» TASK INSTRUCTIONS
Give the records again in full, exactly as they are.

» Records from a dataset
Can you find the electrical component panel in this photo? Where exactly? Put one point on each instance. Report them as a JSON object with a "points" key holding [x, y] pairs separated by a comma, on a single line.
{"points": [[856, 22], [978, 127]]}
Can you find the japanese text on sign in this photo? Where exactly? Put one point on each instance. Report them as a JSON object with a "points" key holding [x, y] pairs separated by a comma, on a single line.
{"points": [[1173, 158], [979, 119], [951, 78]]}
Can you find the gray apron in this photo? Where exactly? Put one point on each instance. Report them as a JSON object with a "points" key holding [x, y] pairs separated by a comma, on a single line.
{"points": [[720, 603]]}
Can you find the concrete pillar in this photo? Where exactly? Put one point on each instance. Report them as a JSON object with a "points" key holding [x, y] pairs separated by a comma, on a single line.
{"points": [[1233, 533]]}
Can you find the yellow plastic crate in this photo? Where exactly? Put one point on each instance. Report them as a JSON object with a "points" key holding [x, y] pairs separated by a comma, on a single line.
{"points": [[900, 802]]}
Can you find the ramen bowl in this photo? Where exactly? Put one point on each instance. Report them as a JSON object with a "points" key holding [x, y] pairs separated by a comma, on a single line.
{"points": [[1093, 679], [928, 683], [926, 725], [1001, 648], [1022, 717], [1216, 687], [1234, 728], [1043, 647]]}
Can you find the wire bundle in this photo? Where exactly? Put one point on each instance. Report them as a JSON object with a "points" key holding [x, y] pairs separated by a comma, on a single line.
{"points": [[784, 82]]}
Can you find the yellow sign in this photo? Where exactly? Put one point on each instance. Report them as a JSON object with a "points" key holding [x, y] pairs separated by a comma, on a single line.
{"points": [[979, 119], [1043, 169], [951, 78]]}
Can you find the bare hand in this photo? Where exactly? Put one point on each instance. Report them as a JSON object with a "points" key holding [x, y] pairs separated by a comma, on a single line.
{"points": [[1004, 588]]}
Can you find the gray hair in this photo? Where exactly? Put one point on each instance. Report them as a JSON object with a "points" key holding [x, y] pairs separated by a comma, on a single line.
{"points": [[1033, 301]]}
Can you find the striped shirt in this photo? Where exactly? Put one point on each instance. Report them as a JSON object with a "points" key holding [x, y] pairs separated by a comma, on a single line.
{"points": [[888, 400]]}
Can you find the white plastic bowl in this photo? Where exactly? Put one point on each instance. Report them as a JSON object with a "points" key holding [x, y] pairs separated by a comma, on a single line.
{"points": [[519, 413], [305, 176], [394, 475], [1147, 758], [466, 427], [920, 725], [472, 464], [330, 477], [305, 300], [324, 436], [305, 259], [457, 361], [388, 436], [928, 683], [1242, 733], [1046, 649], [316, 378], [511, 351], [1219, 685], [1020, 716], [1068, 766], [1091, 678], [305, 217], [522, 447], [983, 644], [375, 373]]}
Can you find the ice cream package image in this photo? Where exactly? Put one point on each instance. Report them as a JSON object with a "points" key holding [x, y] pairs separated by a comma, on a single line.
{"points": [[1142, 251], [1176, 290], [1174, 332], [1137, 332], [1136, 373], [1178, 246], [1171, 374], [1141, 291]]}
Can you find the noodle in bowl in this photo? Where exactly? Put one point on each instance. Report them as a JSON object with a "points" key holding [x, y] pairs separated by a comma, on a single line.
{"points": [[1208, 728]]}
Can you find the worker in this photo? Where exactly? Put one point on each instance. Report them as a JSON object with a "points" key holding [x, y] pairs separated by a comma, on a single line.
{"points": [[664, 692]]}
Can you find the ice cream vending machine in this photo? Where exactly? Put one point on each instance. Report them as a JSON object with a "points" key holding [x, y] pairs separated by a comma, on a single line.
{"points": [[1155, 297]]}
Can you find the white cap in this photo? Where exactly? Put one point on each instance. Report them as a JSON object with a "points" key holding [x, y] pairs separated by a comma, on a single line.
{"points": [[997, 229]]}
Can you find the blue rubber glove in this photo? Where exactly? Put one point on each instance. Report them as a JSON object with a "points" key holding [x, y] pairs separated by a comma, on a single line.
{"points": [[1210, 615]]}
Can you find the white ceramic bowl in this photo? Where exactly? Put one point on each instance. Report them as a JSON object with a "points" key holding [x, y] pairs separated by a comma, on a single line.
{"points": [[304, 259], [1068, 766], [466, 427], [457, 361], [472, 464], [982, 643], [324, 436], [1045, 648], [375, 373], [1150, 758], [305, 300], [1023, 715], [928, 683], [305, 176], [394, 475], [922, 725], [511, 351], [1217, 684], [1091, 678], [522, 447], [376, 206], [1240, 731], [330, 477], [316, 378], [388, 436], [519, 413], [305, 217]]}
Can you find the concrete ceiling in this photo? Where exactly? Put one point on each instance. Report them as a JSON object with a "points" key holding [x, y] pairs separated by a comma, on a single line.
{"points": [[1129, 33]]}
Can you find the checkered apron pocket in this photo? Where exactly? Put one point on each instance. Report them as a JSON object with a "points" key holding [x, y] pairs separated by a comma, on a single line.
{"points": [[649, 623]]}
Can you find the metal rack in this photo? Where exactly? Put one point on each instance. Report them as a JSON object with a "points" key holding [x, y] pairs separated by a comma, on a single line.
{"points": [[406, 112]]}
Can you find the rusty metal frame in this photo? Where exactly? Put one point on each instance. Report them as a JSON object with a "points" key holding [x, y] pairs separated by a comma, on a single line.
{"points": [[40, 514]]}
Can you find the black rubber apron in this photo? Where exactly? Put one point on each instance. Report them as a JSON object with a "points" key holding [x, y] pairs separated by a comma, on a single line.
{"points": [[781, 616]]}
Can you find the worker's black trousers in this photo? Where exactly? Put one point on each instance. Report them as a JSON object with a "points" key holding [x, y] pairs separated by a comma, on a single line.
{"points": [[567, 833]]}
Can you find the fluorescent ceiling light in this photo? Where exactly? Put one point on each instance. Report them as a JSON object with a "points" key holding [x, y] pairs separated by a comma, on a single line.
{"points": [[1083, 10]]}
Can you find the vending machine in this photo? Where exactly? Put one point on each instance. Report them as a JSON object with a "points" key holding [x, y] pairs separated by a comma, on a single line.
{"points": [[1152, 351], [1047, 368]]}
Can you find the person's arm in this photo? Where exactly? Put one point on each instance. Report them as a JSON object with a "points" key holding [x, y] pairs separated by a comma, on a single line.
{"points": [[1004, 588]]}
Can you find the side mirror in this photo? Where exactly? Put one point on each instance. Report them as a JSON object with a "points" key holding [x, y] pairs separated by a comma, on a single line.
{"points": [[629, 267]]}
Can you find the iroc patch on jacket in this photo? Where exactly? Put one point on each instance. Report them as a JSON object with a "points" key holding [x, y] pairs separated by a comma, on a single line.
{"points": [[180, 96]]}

» TASK RESPONSE
Can you find the electrical component panel in this photo? Where exactly? Put one point on each instance. Report them as a JSON object with a "points" key holding [x, y] pairs separated by a comma, on a single line.
{"points": [[856, 22], [978, 127]]}
Can you find the japanese text on sign in this photo? Where exactly? Put one point on each instance. Report them as a JSON object with a "points" key holding [x, y] pairs separated by a comma, on a single line.
{"points": [[1173, 158], [979, 119], [951, 78]]}
Can you find the gray apron in this photo? Where exactly? Put one point on each instance. Report them as a JSON object with a "points" key holding [x, y] pairs separated by a comma, on a single line.
{"points": [[720, 603]]}
Can you find the concrete pillar in this photo? Where exactly? Put one point on each instance. Report them as a JSON object with a "points" key holding [x, y] pairs separated by a comma, on a single line.
{"points": [[1233, 533]]}
Can you find the yellow plastic crate in this photo? Where exactly? Put one point on each instance. Report them as a JSON object with a "points" key holding [x, y] pairs separated by a comma, on a single line.
{"points": [[900, 802]]}
Can you find the ramen bowl in this photo? Where exactly? Put one point on each instance. Report them as a JSON object with a "points" key holding [x, y] pairs separated by a comma, on a single line.
{"points": [[1093, 679], [928, 683], [926, 725], [1001, 648], [1022, 717], [1216, 687], [1234, 728], [1043, 647]]}
Can you find the wire bundle in this photo? Where exactly? Put one point on each instance. Report them as a JSON object with a "points" key holding [x, y] pairs separated by a comma, on a single line.
{"points": [[784, 82]]}
Can you find the yellow sign in this photo? Where exactly? Put one point on each instance. Report them as a JSON object with a "points" key holding [x, y] pairs separated by a comma, on a single line.
{"points": [[979, 119], [1043, 169], [951, 78]]}
Can you find the bare hand in this photo? Where exactly? Put one point on each instance. Report them as a JSON object with a "points" key holding [x, y] pairs separated by a comma, on a single line.
{"points": [[1004, 588]]}
Can you find the gray hair in this photo? Where exactly? Put one point on each instance. Report them as a JSON object with a "points" key holding [x, y] pairs separated by a comma, on a single line.
{"points": [[1033, 301]]}
Can you find the striped shirt in this photo? Where exactly? Put one point on each instance. Report them as a JSON object with a "points" key holding [x, y] pairs separated by a comma, on a single line.
{"points": [[888, 400]]}
Can you find the white plastic bowl in this photo? Where exactly? Put one point on each instance. Report them as a JSON object with a "points" key holding [x, y] pairs separated by a comma, on a single line.
{"points": [[519, 413], [305, 176], [394, 475], [1147, 758], [466, 427], [920, 725], [472, 464], [330, 477], [305, 300], [324, 436], [305, 259], [457, 361], [388, 436], [928, 683], [1242, 733], [1046, 649], [316, 378], [511, 351], [1219, 685], [1020, 716], [1068, 766], [1091, 678], [305, 217], [522, 447], [983, 644], [375, 373]]}
Can you find the ice cream package image in this photo? Where exactly? Put one point on each instance. Report them as a JSON object with a "points" key holding [x, y] pairs separated by a comma, on a single line.
{"points": [[1142, 251], [1176, 290], [1174, 332], [1137, 332], [1136, 373], [1178, 246], [1171, 374], [1141, 291]]}
Can you find the noodle in bowl in this photo? Where exactly? Put one point on each instance. Report them as a JSON object with a "points" key holding [x, y] pairs separated by a comma, on a single line.
{"points": [[1208, 728]]}
Can you find the worker in this photo? Where exactly? Put one point on each instance. Report them as a JSON object with a "points" key holding [x, y] pairs separated by a comma, on a single line.
{"points": [[664, 692]]}
Can you find the ice cream vending machine in this photo? Where exactly? Put one point on each instance. Report them as a JSON object with a "points" key holding [x, y] pairs separated by a comma, on a single line.
{"points": [[1155, 297]]}
Can you find the white cap in this photo? Where exactly? Put one point on each instance. Report them as a JSON object with a "points" key holding [x, y] pairs separated by a comma, on a single line.
{"points": [[997, 229]]}
Can you find the blue rubber glove in this photo? Where exactly? Put one point on each instance. Report them as a JSON object with a "points" key holding [x, y] pairs separated by a comma, on a single line.
{"points": [[1210, 615]]}
Can you find the white ceramic bowl in this photo? Where exactly? Put one point on each instance. Report them as a JSON object with a "points" key holding [x, y] pairs separated by a comma, on a single line.
{"points": [[304, 259], [1068, 766], [466, 427], [457, 361], [472, 464], [982, 643], [324, 436], [1045, 648], [375, 373], [1150, 758], [305, 300], [1023, 715], [928, 683], [305, 176], [394, 475], [922, 725], [511, 351], [1217, 684], [1091, 678], [522, 447], [376, 206], [1240, 731], [330, 477], [316, 378], [388, 436], [519, 413], [305, 217]]}
Can you find the concrete ceiling in this photo? Where exactly? Put one point on each instance. Report them as a JSON object with a "points" key holding [x, y] pairs separated by a comma, on a single line.
{"points": [[1129, 33]]}
Can you find the checkered apron pocket in this photo? Where exactly? Put one point on each instance. Report them as a JSON object with a "points" key holding [x, y] pairs separated by a comma, on a single line.
{"points": [[649, 623]]}
Can you find the metal rack in this photo? Where exactly? Put one point on each instance. Report them as a JSON object with a "points" key holding [x, y] pairs separated by a comma, on a single line.
{"points": [[406, 112]]}
Can you find the rusty metal frame in this photo? Where exactly? Put one point on each instance. Report them as a JSON object with a "points" key holding [x, y] pairs separated by a comma, on a single line.
{"points": [[40, 514]]}
Can you find the black rubber apron in this photo? Where exactly? Put one point on each instance. Report them as a JSON object with a "points" key holding [x, y] pairs separated by a comma, on a single line.
{"points": [[781, 616]]}
Can you find the worker's black trousers in this photo? Where exactly? Put one point on each instance. Report them as a JSON object with a "points" key holding [x, y] pairs separated by a comma, on a single line.
{"points": [[567, 833]]}
Can you find the fluorescent ceiling light in this photo? Where exactly? Put one point on each instance. Report them as a JSON object with a "points" key holding [x, y] pairs separated by a comma, on a single line.
{"points": [[1083, 10]]}
Can you find the vending machine in this photo? Where exactly? Put one point on each instance. Report them as a JSON object with a "points" key holding [x, y] pairs separated by a comma, on a single line.
{"points": [[1152, 351], [1047, 368]]}
Can you find the person's arm in this photo? Where exactly? Put one point on each instance. Report them as a JSON object with a "points" key holding [x, y] pairs separated by a comma, on a single line.
{"points": [[1004, 588]]}
Can you find the side mirror in this photo? Where exactly? Put one point on each instance. Report them as a JSON object with a "points" key holding [x, y] pairs separated by a comma, on a single line.
{"points": [[629, 267]]}
Can you find the iroc patch on jacket in this photo? Where exactly? Put one point on each instance. Report them as a JSON object with a "points" key holding [x, y] pairs separated by a comma, on a single line.
{"points": [[180, 96]]}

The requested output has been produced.